# What is needed
Rewrite all of the records below with "Annotate" changed to "Mark" throughout and everything else left the same. Omit the pictures from your answer.

# Information shown
━━━━━━━━━━━━━━━━━━━━━━━━━━━━━━
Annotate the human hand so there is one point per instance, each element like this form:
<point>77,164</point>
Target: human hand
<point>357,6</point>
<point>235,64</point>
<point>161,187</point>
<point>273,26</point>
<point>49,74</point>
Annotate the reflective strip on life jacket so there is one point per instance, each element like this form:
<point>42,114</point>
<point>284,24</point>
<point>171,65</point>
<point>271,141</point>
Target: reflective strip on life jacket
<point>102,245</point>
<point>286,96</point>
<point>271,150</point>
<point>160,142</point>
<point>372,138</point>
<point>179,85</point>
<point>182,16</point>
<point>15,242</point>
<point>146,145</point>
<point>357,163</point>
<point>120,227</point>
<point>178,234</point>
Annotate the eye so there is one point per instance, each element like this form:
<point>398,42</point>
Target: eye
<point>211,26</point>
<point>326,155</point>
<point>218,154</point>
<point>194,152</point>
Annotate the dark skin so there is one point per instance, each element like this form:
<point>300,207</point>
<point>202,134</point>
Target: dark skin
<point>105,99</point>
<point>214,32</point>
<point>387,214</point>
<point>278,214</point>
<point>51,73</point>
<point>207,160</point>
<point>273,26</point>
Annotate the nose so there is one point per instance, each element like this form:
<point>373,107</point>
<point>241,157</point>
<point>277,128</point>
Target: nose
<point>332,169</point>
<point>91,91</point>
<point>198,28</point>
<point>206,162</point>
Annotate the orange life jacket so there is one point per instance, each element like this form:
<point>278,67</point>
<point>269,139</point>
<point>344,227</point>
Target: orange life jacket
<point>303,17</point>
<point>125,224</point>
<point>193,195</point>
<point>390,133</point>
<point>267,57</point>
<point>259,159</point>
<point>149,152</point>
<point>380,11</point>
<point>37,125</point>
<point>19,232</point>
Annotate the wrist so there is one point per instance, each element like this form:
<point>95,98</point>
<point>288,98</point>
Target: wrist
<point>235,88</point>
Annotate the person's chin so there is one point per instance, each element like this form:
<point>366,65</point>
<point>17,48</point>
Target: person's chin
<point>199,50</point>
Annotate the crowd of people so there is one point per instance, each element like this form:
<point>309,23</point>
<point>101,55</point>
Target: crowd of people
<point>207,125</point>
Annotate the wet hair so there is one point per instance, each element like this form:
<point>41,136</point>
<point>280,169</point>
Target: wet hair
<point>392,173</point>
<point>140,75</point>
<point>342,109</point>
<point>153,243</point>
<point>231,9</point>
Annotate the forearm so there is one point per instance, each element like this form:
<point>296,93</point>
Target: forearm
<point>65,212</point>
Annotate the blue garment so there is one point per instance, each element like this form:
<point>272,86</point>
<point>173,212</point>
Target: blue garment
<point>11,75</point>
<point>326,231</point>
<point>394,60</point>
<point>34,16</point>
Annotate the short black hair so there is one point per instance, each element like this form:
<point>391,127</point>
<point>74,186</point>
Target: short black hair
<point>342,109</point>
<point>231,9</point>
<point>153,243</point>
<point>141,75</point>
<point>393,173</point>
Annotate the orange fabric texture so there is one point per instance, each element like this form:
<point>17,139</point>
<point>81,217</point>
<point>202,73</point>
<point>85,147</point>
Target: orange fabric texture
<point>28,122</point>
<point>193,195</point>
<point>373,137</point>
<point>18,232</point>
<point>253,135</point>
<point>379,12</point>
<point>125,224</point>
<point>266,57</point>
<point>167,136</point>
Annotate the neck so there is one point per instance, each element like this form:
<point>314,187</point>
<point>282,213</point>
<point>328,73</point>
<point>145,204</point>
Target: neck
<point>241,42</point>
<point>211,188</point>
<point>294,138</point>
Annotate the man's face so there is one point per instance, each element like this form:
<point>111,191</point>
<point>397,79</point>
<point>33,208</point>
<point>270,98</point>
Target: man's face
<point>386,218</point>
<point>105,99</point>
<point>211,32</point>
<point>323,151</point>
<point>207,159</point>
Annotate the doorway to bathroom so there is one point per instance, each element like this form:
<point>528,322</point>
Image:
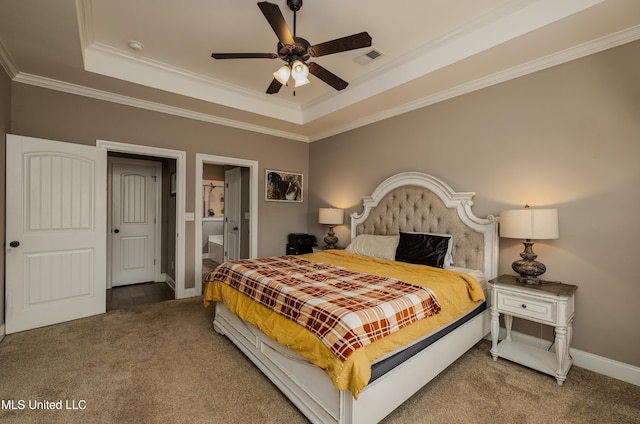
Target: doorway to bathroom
<point>227,209</point>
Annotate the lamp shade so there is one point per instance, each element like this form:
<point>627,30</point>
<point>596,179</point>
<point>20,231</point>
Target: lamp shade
<point>536,224</point>
<point>331,216</point>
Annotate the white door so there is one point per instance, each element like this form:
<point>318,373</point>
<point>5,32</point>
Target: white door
<point>55,232</point>
<point>133,223</point>
<point>232,213</point>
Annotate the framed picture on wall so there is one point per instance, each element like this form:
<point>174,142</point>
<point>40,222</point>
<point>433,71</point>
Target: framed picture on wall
<point>283,186</point>
<point>172,184</point>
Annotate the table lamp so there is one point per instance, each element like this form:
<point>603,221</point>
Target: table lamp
<point>331,217</point>
<point>528,224</point>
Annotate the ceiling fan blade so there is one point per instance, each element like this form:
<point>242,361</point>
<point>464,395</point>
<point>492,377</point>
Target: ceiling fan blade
<point>274,87</point>
<point>351,42</point>
<point>330,78</point>
<point>244,55</point>
<point>276,20</point>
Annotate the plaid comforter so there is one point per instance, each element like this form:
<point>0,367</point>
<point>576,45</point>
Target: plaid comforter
<point>345,309</point>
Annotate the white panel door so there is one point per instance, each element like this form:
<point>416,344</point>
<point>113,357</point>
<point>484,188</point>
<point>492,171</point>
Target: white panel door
<point>55,232</point>
<point>232,213</point>
<point>133,223</point>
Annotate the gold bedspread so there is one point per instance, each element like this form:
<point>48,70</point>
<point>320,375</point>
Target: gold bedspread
<point>456,292</point>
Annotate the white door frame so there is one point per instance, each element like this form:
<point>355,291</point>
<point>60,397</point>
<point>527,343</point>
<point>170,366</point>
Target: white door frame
<point>181,164</point>
<point>158,206</point>
<point>201,159</point>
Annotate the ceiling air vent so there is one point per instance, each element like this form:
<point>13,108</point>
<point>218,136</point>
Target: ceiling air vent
<point>368,57</point>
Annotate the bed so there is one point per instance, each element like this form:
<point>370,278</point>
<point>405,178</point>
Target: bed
<point>403,204</point>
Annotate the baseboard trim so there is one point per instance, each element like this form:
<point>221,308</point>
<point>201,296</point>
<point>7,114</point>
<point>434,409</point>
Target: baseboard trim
<point>600,364</point>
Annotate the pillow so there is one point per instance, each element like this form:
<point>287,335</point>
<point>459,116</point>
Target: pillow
<point>381,247</point>
<point>425,249</point>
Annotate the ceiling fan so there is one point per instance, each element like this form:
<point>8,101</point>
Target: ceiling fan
<point>295,51</point>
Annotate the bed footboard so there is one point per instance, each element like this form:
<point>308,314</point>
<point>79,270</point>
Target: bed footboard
<point>311,390</point>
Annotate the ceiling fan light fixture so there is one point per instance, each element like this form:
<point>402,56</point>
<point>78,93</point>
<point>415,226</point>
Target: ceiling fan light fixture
<point>282,74</point>
<point>299,72</point>
<point>301,82</point>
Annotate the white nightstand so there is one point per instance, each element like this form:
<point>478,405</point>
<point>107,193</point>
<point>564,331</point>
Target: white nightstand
<point>548,303</point>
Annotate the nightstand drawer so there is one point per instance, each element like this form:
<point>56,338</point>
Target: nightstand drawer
<point>525,306</point>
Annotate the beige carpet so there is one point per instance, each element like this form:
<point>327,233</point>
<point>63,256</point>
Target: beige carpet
<point>162,363</point>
━━━━━━━━━━━━━━━━━━━━━━━━━━━━━━
# Answer below
Mark the human hand so there is one point per instance, each element like this form:
<point>77,164</point>
Target: human hand
<point>357,6</point>
<point>235,64</point>
<point>161,187</point>
<point>273,26</point>
<point>49,74</point>
Mark the reflective strip on life jacket so there is one point per instance, each element like this form:
<point>42,114</point>
<point>284,24</point>
<point>171,65</point>
<point>271,141</point>
Target: reflective strip on life jacket
<point>102,245</point>
<point>286,96</point>
<point>271,150</point>
<point>160,142</point>
<point>372,138</point>
<point>179,85</point>
<point>182,16</point>
<point>15,242</point>
<point>146,145</point>
<point>357,163</point>
<point>120,227</point>
<point>178,234</point>
Mark the eye so there is one point per instance, each element like this form:
<point>398,42</point>
Target: eye
<point>211,26</point>
<point>326,155</point>
<point>218,154</point>
<point>194,152</point>
Mark the dark skin so there is one point per instance, each element like this form:
<point>300,207</point>
<point>202,134</point>
Target: dark skin
<point>105,99</point>
<point>214,32</point>
<point>387,214</point>
<point>278,214</point>
<point>51,73</point>
<point>207,160</point>
<point>273,26</point>
Mark the nose so there is one point per instance, each element like this form:
<point>373,107</point>
<point>241,157</point>
<point>277,128</point>
Target: nose
<point>332,169</point>
<point>91,91</point>
<point>198,28</point>
<point>206,162</point>
Mark the orange life jacket so there is one point per instance, each element like this form:
<point>278,67</point>
<point>269,139</point>
<point>344,227</point>
Target: orange life jacket
<point>303,17</point>
<point>125,224</point>
<point>193,195</point>
<point>390,133</point>
<point>267,57</point>
<point>259,159</point>
<point>149,152</point>
<point>380,11</point>
<point>37,125</point>
<point>19,232</point>
Mark the wrist so there is one point per instance, each element like this form:
<point>95,98</point>
<point>288,98</point>
Target: wrist
<point>235,88</point>
Mark the person's chin so there is one point per instance, each element like this form:
<point>366,65</point>
<point>17,48</point>
Target: person's chin
<point>199,50</point>
Mark the crowd of people so there is one point per instance, each element like this form:
<point>309,23</point>
<point>101,55</point>
Target: crowd of people
<point>207,125</point>
Mark the wet hair so there is one point per instance, each element like this form:
<point>41,136</point>
<point>280,169</point>
Target: wet hair
<point>392,173</point>
<point>140,75</point>
<point>342,109</point>
<point>153,243</point>
<point>231,9</point>
Mark the forearm so there is one point per instance, each element like this form:
<point>296,93</point>
Target: forearm
<point>65,212</point>
Mark the blue garment so there is one point per instance, each element like this form:
<point>272,86</point>
<point>173,212</point>
Target: blue garment
<point>11,75</point>
<point>326,231</point>
<point>394,60</point>
<point>34,16</point>
Mark the short black hair so there is one point per instance, each element like this form:
<point>391,127</point>
<point>74,186</point>
Target: short black hair
<point>342,109</point>
<point>231,9</point>
<point>153,243</point>
<point>141,75</point>
<point>393,173</point>
Mark the orange fabric texture so there is one point per instance, each element like this form:
<point>17,139</point>
<point>81,217</point>
<point>202,73</point>
<point>85,147</point>
Target: orange fabric texture
<point>28,122</point>
<point>193,195</point>
<point>373,137</point>
<point>18,232</point>
<point>253,135</point>
<point>379,12</point>
<point>125,224</point>
<point>266,57</point>
<point>167,136</point>
Mark the neck so there is one point per instance, each element like this form:
<point>314,187</point>
<point>282,213</point>
<point>328,73</point>
<point>145,204</point>
Target: neck
<point>241,42</point>
<point>211,188</point>
<point>294,138</point>
Mark the man's face so there is one point per instance, each element like this form:
<point>111,191</point>
<point>397,79</point>
<point>33,208</point>
<point>270,98</point>
Target: man's face
<point>386,218</point>
<point>105,99</point>
<point>211,32</point>
<point>323,151</point>
<point>207,159</point>
Mark the doorway to bathroom so there is one point per instance, each element like this form:
<point>528,322</point>
Image:
Target: doorway to bathroom
<point>227,209</point>
Mark the lamp shade so there is one point per instance, each element like this form:
<point>627,30</point>
<point>596,179</point>
<point>20,231</point>
Target: lamp shade
<point>536,224</point>
<point>331,216</point>
Mark the white door so there is one point per instance, each element like this form:
<point>318,373</point>
<point>5,32</point>
Target: white door
<point>55,232</point>
<point>133,223</point>
<point>232,213</point>
Mark the framed picture on wall so there is one point per instance, each element like this form:
<point>174,142</point>
<point>40,222</point>
<point>433,71</point>
Target: framed picture on wall
<point>283,186</point>
<point>172,184</point>
Mark the table lamp so there is one point per instance, each element like this form:
<point>603,221</point>
Target: table lamp
<point>331,217</point>
<point>528,224</point>
Mark the ceiling fan blade so there is one point per instance, each element like this form:
<point>242,361</point>
<point>464,395</point>
<point>492,377</point>
Target: ceiling fan blade
<point>274,87</point>
<point>351,42</point>
<point>330,78</point>
<point>244,55</point>
<point>276,20</point>
Mark the plaid comforter so there is one point per instance, each element like this form:
<point>0,367</point>
<point>576,45</point>
Target: plaid comforter
<point>345,309</point>
Mark the white panel door so there is one point per instance, each element like this form:
<point>416,344</point>
<point>113,357</point>
<point>484,188</point>
<point>492,171</point>
Target: white panel door
<point>55,232</point>
<point>232,213</point>
<point>133,223</point>
Mark the gold bedspread so there is one point per instance, each element like this form:
<point>48,70</point>
<point>320,375</point>
Target: gold bedspread
<point>456,292</point>
Mark the white door frame so there is one point per instance, each element like this form:
<point>355,291</point>
<point>60,397</point>
<point>527,343</point>
<point>170,366</point>
Target: white door frame
<point>181,164</point>
<point>158,206</point>
<point>201,159</point>
Mark the ceiling air vent so there is one point per instance, each element like this form:
<point>13,108</point>
<point>218,136</point>
Target: ceiling air vent
<point>368,57</point>
Mark the bed so there is one point per instance, each element like this form:
<point>370,278</point>
<point>405,178</point>
Target: bed
<point>403,204</point>
Mark the baseboard trim so there is one point per instance, each element like this form:
<point>221,308</point>
<point>201,296</point>
<point>7,114</point>
<point>434,409</point>
Target: baseboard trim
<point>600,364</point>
Mark the pillow so there is one point per instance, each element like this form:
<point>287,335</point>
<point>459,116</point>
Target: pillow
<point>381,247</point>
<point>425,249</point>
Mark the ceiling fan so there is one point per instance, each element like this form:
<point>8,101</point>
Target: ceiling fan
<point>295,51</point>
Mark the bed footboard so there is one point per instance, each element like this form:
<point>308,314</point>
<point>79,270</point>
Target: bed footboard
<point>311,390</point>
Mark the ceiling fan light fixture so there is one point per instance, each element like this form:
<point>402,56</point>
<point>78,93</point>
<point>415,226</point>
Target: ceiling fan light fixture
<point>282,74</point>
<point>299,72</point>
<point>301,82</point>
Mark the white nightstand so there is one point per instance, each element like this form:
<point>478,405</point>
<point>107,193</point>
<point>564,331</point>
Target: white nightstand
<point>548,303</point>
Mark the nightstand drawer so there is one point per instance, each element like this form:
<point>56,338</point>
Target: nightstand drawer
<point>525,306</point>
Mark the beige carpet so there is one point per instance, each element like this form:
<point>327,233</point>
<point>63,256</point>
Target: beige carpet
<point>162,363</point>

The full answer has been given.